What to produce –
Tell how many lines in the data below include the word "wall". The answer is the number only.

The input –
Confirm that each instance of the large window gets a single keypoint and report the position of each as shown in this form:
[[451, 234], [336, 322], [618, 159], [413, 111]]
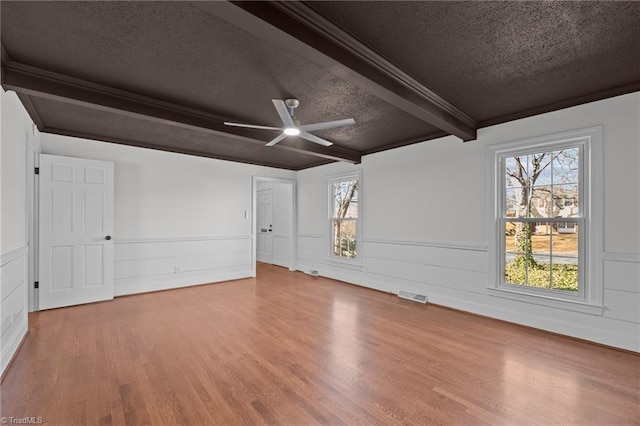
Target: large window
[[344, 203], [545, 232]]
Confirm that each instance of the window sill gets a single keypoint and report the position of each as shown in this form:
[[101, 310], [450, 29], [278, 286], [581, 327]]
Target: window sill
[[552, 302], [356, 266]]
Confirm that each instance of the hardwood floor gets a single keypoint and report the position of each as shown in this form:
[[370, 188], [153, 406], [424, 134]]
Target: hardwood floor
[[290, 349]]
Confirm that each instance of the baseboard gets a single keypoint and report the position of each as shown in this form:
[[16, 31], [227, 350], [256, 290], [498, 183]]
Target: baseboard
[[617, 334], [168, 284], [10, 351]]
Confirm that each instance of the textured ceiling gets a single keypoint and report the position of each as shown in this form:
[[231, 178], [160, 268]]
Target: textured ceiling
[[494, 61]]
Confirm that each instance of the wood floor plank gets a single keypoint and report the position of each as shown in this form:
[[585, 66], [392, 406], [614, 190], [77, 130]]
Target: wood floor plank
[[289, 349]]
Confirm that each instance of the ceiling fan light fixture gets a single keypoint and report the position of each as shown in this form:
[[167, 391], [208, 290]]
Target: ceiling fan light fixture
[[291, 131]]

==

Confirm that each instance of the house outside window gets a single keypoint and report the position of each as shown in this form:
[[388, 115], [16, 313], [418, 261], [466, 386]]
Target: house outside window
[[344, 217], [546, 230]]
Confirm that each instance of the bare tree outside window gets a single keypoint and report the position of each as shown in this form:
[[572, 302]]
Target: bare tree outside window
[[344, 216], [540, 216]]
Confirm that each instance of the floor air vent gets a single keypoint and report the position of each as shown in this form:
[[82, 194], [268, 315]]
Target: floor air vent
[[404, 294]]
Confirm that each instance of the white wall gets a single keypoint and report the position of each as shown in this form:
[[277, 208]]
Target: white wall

--

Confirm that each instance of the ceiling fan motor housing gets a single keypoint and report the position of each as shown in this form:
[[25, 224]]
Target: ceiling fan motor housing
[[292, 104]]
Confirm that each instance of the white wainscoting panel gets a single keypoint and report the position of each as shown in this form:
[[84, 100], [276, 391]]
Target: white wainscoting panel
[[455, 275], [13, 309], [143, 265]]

Expected output –
2